• _Exercise instructions_: Update the lines below by replacing every "white" with "light", leaving everything else unchanged, and give them again without the pictures.

____

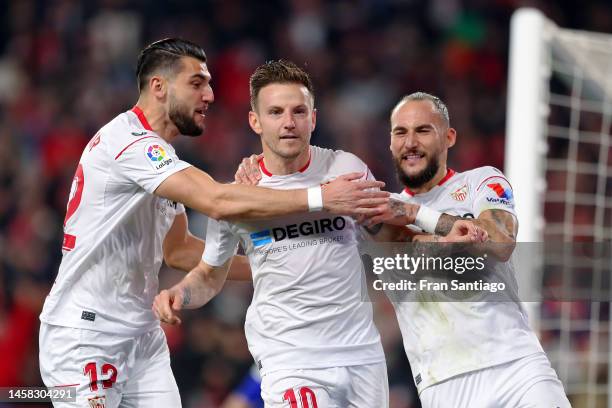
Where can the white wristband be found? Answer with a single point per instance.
(315, 199)
(427, 219)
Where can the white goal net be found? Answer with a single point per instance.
(559, 159)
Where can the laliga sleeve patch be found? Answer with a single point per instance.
(158, 157)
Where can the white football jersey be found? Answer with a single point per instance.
(445, 339)
(307, 309)
(114, 230)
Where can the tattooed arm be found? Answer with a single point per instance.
(196, 289)
(501, 226)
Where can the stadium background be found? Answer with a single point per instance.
(67, 67)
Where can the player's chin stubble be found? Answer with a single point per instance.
(417, 180)
(184, 122)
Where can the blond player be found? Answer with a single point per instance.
(463, 354)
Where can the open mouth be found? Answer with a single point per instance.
(412, 157)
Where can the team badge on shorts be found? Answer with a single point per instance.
(158, 157)
(97, 402)
(460, 194)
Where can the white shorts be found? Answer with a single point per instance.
(529, 382)
(360, 386)
(108, 370)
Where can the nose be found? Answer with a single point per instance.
(410, 140)
(208, 95)
(289, 121)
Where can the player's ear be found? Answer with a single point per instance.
(158, 86)
(451, 137)
(254, 122)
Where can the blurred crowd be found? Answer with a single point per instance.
(67, 68)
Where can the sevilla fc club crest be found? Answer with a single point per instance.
(460, 194)
(97, 402)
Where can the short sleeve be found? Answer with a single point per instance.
(180, 208)
(148, 162)
(493, 192)
(221, 243)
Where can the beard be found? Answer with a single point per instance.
(182, 119)
(419, 179)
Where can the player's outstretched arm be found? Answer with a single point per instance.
(196, 289)
(346, 195)
(182, 250)
(501, 227)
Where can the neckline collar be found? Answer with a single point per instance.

____

• _Answer to the exercise_:
Where can the light wristband be found? Answer with a single point per instance.
(315, 199)
(427, 219)
Where can the light goal net be found? Answer with a single point per instance.
(559, 159)
Where can the laliga sleeve patch be found? Answer with a single point per instance.
(158, 157)
Where can the light football jersey be found? Answer with a single point per instance.
(445, 339)
(307, 309)
(114, 230)
Where can the tattooed arm be found? Answer with a single point per instance.
(196, 289)
(501, 226)
Where can the stadium background be found? Answer with a single point per instance.
(67, 67)
Where can the player's chin stubble be found? Answer with a single point per instance.
(417, 180)
(184, 122)
Where can the blond player be found? Answer with a single point per instance.
(463, 354)
Where can the open mouth be found? Answer with a single point per instance.
(412, 157)
Where can the team badge on shorts be found? Answer with a single point per instance.
(158, 157)
(97, 402)
(460, 194)
Where can the light shorts be found? Answer with a single point per instance.
(529, 382)
(360, 386)
(108, 370)
Where can the nose be found? Answer with a single point per instance.
(410, 140)
(208, 95)
(289, 121)
Where can the player's ear be found? Answer with a single point per instance.
(158, 86)
(451, 137)
(254, 122)
Where can the blurred crowd be found? Answer with a single point per instance.
(67, 68)
Where can the sevilla fc club crest be found? Answer with a single point per instance.
(460, 194)
(97, 402)
Where can the short sleeve be found? Answer with a single point per instance.
(180, 208)
(148, 162)
(493, 192)
(221, 243)
Where can the beard be found? Answer with a single point per instance.
(182, 119)
(419, 179)
Where can the player's outstretched arm be found? Answer with a single point per instance.
(196, 289)
(346, 195)
(182, 250)
(501, 227)
Where can the neckline collar be found? Answer with a single point per instance.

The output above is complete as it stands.